▶ DATA EXCERPTS
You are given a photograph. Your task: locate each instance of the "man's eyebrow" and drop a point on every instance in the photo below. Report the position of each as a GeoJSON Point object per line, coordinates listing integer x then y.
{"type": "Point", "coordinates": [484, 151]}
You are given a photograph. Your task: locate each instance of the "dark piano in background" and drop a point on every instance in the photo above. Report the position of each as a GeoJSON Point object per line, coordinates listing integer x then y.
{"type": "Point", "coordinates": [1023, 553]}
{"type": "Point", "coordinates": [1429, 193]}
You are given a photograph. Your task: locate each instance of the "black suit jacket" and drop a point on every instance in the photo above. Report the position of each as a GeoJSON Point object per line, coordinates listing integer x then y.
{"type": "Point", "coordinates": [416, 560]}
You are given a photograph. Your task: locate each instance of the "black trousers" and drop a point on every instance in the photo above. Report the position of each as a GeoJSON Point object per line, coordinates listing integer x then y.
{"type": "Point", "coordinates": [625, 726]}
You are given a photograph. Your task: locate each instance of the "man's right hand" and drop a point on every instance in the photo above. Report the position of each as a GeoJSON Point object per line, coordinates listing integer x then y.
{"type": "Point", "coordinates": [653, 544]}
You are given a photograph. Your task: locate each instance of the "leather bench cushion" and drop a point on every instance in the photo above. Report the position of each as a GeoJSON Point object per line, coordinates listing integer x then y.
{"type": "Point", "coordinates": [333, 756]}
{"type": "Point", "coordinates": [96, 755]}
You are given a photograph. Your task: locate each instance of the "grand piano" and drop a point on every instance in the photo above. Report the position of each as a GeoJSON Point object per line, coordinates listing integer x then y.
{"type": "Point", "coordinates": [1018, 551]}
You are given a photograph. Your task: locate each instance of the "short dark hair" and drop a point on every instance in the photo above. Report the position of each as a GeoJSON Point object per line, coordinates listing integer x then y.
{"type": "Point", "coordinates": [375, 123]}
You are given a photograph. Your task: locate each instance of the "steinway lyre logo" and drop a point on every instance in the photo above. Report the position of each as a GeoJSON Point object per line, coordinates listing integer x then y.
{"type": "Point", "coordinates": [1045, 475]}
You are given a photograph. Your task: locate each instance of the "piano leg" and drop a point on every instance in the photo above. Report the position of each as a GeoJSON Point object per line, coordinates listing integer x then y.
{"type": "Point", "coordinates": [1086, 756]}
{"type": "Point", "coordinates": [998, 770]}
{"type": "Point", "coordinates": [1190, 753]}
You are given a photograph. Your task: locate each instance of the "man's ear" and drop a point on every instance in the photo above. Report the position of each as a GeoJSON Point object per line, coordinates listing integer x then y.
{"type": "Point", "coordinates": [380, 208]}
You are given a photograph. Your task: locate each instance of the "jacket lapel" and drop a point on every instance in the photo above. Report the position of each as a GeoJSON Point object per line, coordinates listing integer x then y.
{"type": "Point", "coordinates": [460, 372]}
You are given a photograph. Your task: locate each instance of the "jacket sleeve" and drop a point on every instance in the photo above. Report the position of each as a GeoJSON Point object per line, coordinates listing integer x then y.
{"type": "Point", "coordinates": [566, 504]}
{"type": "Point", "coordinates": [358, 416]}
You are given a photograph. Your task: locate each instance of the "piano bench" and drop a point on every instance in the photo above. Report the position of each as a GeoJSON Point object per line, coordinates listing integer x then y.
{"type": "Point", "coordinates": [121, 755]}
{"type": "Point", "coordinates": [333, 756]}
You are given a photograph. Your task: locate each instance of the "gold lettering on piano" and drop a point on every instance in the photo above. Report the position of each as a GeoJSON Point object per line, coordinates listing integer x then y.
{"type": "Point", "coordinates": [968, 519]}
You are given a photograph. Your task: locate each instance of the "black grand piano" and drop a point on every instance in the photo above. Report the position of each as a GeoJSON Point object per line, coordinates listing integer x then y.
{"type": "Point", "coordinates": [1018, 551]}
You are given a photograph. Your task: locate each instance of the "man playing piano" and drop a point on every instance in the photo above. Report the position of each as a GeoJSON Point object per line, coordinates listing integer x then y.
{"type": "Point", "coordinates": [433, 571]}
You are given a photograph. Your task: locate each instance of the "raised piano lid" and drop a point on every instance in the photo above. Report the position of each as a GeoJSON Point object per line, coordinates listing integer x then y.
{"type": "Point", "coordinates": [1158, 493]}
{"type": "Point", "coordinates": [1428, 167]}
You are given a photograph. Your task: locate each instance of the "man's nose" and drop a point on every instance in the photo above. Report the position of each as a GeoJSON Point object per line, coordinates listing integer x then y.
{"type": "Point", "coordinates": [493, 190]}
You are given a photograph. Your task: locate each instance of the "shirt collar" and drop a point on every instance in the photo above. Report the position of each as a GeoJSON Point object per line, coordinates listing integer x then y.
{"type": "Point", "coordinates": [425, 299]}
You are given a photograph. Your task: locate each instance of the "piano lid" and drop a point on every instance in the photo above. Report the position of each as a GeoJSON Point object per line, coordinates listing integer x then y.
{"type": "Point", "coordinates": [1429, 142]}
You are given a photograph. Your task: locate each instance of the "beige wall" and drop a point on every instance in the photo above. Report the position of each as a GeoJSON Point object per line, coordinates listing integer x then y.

▶ TASK DESCRIPTION
All entries given above should be transcribed exactly, with none omitted.

▶ YOUR SOLUTION
You are given a photograph. Your task: locate each instance of the "man's eyebrow" and drop a point on every instance in the photo below. Report the position of each as a GeoJSON Point object per line, coordinates listing integer x then y.
{"type": "Point", "coordinates": [484, 151]}
You are given a photograph. Your task: locate each instance of the "dark piano in background" and drop a point on every instance in the photo above. Report the position of each as a GeoJSON Point object per line, coordinates listing integer x then y.
{"type": "Point", "coordinates": [1023, 553]}
{"type": "Point", "coordinates": [1429, 193]}
You are given a photograph. Your task: locate each instance of the "black suit jacket" and drop a point on every instance in the photo above. Report the position of each as a GeoJSON Point object per line, coordinates listing integer x then y.
{"type": "Point", "coordinates": [416, 560]}
You are given a photograph. Your task: locate each instance of the "black trousers" and drop a point on every instance in the photo above. Report the position of each as a GeoJSON Point object per line, coordinates listing integer x then y.
{"type": "Point", "coordinates": [625, 726]}
You are given a photograph. Your task: locate each instance of the "man's right hand" and drop a point on every instance in the photo above. Report the position of each as a GeoJSON Point object per line, coordinates listing integer x then y.
{"type": "Point", "coordinates": [653, 544]}
You are given a photograph. Your task: locate each instance of the "leather bench cushion" and drop a point on every instance in the photo above. Report the position of each as a GeoJSON Point object per line, coordinates listing integer x then y.
{"type": "Point", "coordinates": [333, 756]}
{"type": "Point", "coordinates": [96, 755]}
You are given a photograph. Your task: locate each instance of the "grand piano" and drop a point on every instance in the photo above. Report the position of each as a GeoJSON Point object per line, coordinates listing integer x then y.
{"type": "Point", "coordinates": [1018, 551]}
You are given a photograph. Your task: locate each instance of the "short dark hair" and drop a point on every instance in the photo above. Report the position of each as a GeoJSON Point object per line, coordinates listing integer x then y.
{"type": "Point", "coordinates": [375, 123]}
You are given a photograph. Your task: locate each instance of the "steinway lyre logo" and drop a point on every instance in the photo above. Report the position of each as a GeoJSON Point object per line, coordinates listing integer x then y.
{"type": "Point", "coordinates": [1045, 475]}
You are given a photograph. Your task: locate each instance of the "piano leg" and drop a point on every instance in the photo above. Report the position of each as a GeoJSON Point object per line, coordinates listing integer x then y.
{"type": "Point", "coordinates": [1086, 756]}
{"type": "Point", "coordinates": [998, 770]}
{"type": "Point", "coordinates": [1190, 753]}
You are given a photograph. Your task: locate each instance of the "man's ear" and drop a point on every instance in the photo above. Report the position of each as a GeoJSON Point object per line, coordinates listing integer x then y.
{"type": "Point", "coordinates": [380, 208]}
You are given a photograph. Your task: locate each instance of the "jacket lapel" and drop a point on every instance in the photo above. Report the position of each as a GeoJSON Point object per line, coordinates listing integer x then y.
{"type": "Point", "coordinates": [460, 372]}
You are given a photograph. Your task: locate each instance of the "jacket sleeve" and drop a point on every instance in the photo above. Report the position of each as a GeoJSON Point object per line, coordinates listing integer x then y.
{"type": "Point", "coordinates": [566, 504]}
{"type": "Point", "coordinates": [358, 416]}
You are given a photograph. Your task: locate each instance of the "piano bench" and drop a point on every instance in the photo above. Report the position of each as a GeoJSON Point object per line, coordinates listing integer x then y.
{"type": "Point", "coordinates": [121, 755]}
{"type": "Point", "coordinates": [333, 756]}
You are given a photograph. Your task: locate each instance of the "gold lettering on piano" and drop a point on every instance in the photo above. Report the position of each as a GeoJSON Point object per line, coordinates listing integer x then y.
{"type": "Point", "coordinates": [968, 519]}
You are given a photograph. Your task: locate each instance of the "black grand piano" and drop a point on every instance in the photo above. Report the position of each as a GeoJSON Point object per line, coordinates listing integer x then y.
{"type": "Point", "coordinates": [1018, 551]}
You are given a photograph. Your task: locate each instance of the "man playing piano" and drop a point on every instance in the photo above. Report the position of each as a GeoJSON Point object per line, coordinates listing integer x then y.
{"type": "Point", "coordinates": [433, 571]}
You are given a photograph. Your task: locate each instance of the "raised piano lid" and drop a point on every instance in the photo above. Report the position of each as a GeoJSON Point object per line, coordinates listing integer x then y.
{"type": "Point", "coordinates": [1158, 493]}
{"type": "Point", "coordinates": [1428, 167]}
You are given a photograph. Your task: locate each instance of the "man's nose" and drop a point on every instance in the photo above. Report the position of each as a GeoJSON Point object per line, coordinates listing integer x then y.
{"type": "Point", "coordinates": [493, 190]}
You are given a photograph. Your task: locate each instance of the "shirt collar" and drop a point on every instance in the photo above. Report the position of each as a GeoJSON Point object per line, coordinates listing integer x then y.
{"type": "Point", "coordinates": [425, 299]}
You are given a photograph. Your task: locate each instance of the "piano lid" and drop a point on every instance in the photo above. Report the position of each as a GeoJSON Point object per line, coordinates listing integer x then y.
{"type": "Point", "coordinates": [1429, 142]}
You are given a photograph. Your task: locate each instance of the "beige wall" and drop a point on every instance in the photo above. Report the position of each as a GeoJSON Point object per line, coordinates listing integer x then y.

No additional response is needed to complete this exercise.